--- EXERCISE TASK ---
Copy the items below word for word, beginning with the line that contains "Q: Put a point on each instance of the transparent" and continuing through the last line of the items.

--- EXTRACTED DATA ---
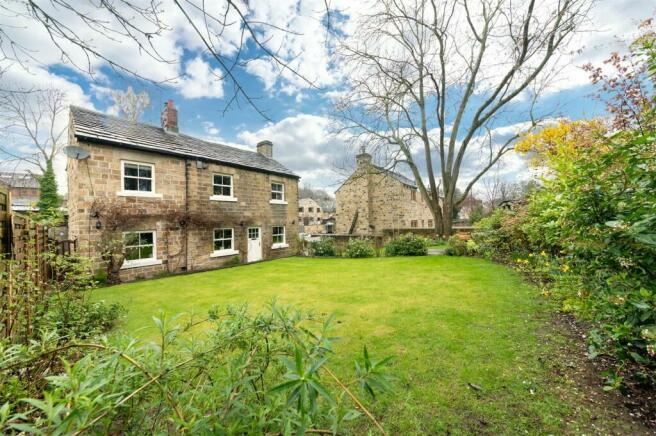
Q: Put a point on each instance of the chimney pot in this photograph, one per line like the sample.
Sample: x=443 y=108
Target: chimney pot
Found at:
x=265 y=148
x=170 y=117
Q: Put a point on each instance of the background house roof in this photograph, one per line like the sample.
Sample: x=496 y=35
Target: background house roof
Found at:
x=96 y=127
x=19 y=180
x=400 y=177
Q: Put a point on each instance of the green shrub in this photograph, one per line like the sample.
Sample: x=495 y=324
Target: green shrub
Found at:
x=456 y=246
x=73 y=316
x=407 y=245
x=360 y=248
x=325 y=247
x=588 y=238
x=253 y=373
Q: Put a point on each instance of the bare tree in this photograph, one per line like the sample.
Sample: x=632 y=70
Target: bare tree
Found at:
x=430 y=80
x=131 y=105
x=32 y=125
x=75 y=29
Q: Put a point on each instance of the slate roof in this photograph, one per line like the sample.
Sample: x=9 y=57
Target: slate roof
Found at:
x=400 y=177
x=19 y=180
x=105 y=129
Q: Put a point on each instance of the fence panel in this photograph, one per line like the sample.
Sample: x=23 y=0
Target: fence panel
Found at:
x=25 y=274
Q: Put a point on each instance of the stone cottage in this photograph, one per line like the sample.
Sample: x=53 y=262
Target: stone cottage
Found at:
x=374 y=200
x=312 y=218
x=174 y=202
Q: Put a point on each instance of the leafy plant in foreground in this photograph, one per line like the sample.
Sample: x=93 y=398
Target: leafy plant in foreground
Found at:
x=251 y=374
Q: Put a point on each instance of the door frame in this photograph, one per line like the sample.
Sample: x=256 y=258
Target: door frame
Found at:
x=248 y=239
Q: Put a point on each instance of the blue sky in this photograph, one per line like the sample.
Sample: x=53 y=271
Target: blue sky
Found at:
x=299 y=115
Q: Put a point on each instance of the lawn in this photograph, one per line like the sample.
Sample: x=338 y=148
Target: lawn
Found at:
x=449 y=322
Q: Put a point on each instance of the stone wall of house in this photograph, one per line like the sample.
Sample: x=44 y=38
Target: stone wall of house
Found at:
x=351 y=198
x=94 y=183
x=384 y=204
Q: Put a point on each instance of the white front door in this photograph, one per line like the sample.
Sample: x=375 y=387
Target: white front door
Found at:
x=254 y=244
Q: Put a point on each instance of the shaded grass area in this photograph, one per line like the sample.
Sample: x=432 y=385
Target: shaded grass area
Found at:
x=453 y=324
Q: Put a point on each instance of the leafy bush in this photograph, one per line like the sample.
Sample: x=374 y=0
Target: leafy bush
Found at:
x=360 y=248
x=499 y=236
x=73 y=317
x=456 y=246
x=263 y=373
x=324 y=247
x=588 y=237
x=407 y=245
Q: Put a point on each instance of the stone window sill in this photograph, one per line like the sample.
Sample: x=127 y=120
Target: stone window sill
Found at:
x=138 y=194
x=222 y=253
x=140 y=263
x=223 y=198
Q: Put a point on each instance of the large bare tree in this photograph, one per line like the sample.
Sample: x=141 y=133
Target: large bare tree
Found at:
x=33 y=126
x=430 y=80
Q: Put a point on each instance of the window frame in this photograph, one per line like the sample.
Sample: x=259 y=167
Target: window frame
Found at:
x=225 y=251
x=282 y=244
x=280 y=200
x=131 y=193
x=221 y=197
x=147 y=261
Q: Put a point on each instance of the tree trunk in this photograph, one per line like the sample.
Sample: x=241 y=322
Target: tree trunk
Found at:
x=447 y=217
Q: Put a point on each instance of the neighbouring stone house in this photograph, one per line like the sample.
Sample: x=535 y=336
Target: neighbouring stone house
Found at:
x=312 y=218
x=374 y=200
x=24 y=189
x=181 y=203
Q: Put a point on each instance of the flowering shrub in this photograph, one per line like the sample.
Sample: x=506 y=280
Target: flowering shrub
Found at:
x=589 y=237
x=407 y=245
x=360 y=248
x=324 y=247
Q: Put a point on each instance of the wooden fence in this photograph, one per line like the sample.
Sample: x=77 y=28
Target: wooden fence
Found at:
x=26 y=273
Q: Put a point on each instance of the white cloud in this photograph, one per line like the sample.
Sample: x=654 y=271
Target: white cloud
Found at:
x=200 y=80
x=37 y=77
x=305 y=144
x=210 y=128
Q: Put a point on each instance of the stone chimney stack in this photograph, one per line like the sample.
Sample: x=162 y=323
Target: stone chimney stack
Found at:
x=170 y=117
x=265 y=148
x=363 y=159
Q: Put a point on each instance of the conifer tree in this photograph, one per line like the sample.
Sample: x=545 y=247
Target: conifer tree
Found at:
x=49 y=200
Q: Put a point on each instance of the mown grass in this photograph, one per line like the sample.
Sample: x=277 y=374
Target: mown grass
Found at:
x=449 y=322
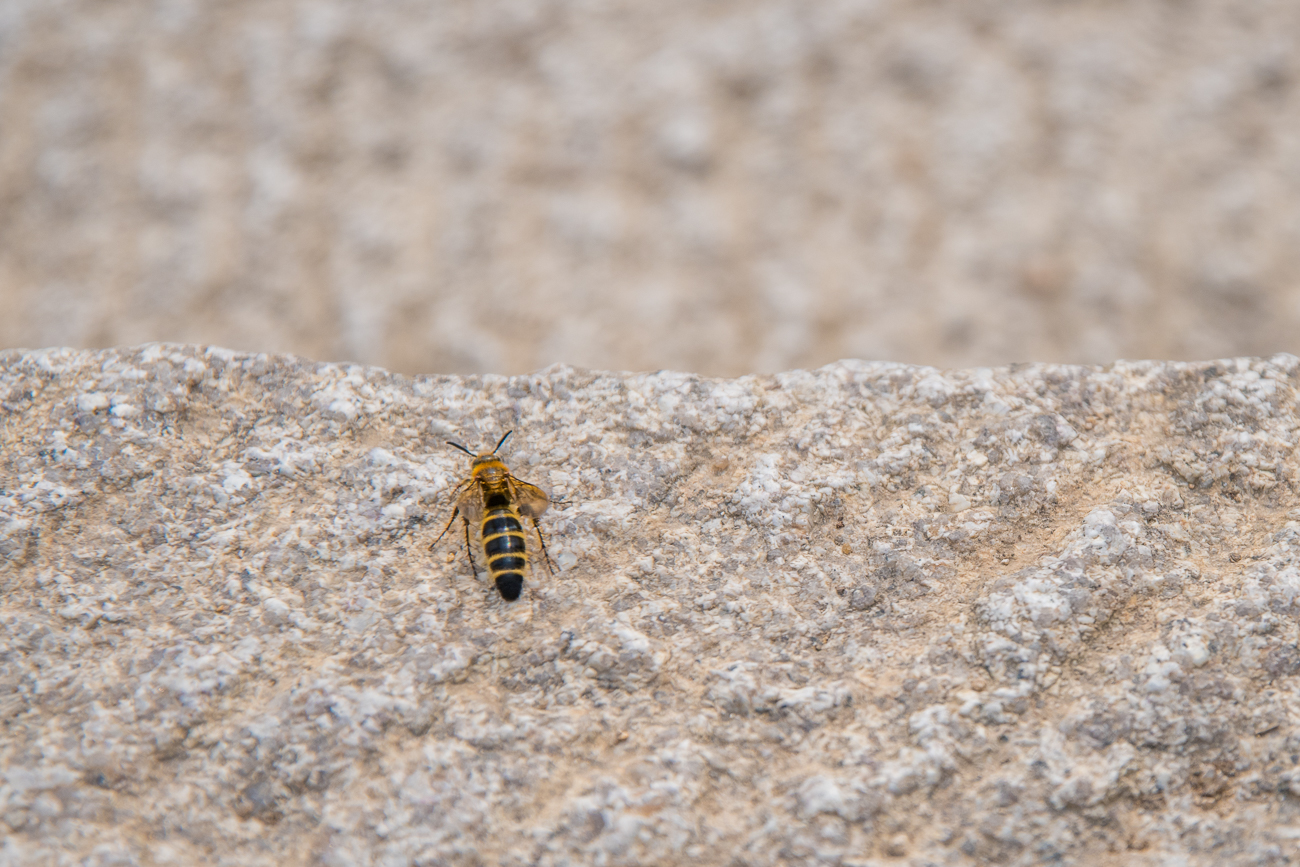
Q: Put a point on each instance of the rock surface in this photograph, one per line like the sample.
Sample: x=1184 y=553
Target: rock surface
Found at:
x=865 y=614
x=724 y=187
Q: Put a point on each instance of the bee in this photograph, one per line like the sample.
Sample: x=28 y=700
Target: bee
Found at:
x=494 y=501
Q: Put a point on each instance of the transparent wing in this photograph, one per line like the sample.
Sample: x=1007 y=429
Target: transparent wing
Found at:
x=531 y=499
x=471 y=503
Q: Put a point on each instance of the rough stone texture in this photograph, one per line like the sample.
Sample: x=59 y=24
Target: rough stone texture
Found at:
x=723 y=187
x=866 y=614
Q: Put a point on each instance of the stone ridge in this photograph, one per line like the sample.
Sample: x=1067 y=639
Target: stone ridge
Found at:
x=843 y=616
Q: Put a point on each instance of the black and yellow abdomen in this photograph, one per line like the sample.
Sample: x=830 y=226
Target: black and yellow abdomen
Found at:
x=503 y=546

--- EXERCISE ANSWER ---
Q: Put a point on each instance of the transparent wing in this photograph, one per line like the sample.
Sample: x=1007 y=429
Target: transparent wing
Found at:
x=531 y=499
x=471 y=503
Q: Put a point on each instance of the rough stone texture in this photograph, one per line like the sample.
Sample: x=59 y=24
Target: rough stone texture
Found at:
x=723 y=187
x=866 y=614
Q: Put a point on each instance of the stone ridge in this photograph, one per line like the sample.
Sample: x=1067 y=639
Target: stone ridge
Found at:
x=843 y=616
Q: Put a point on each instance of the black and yellow abdomen in this photograph, one per line like the sample.
Sample: x=830 y=226
Target: black and yellow abdomen
Found at:
x=503 y=546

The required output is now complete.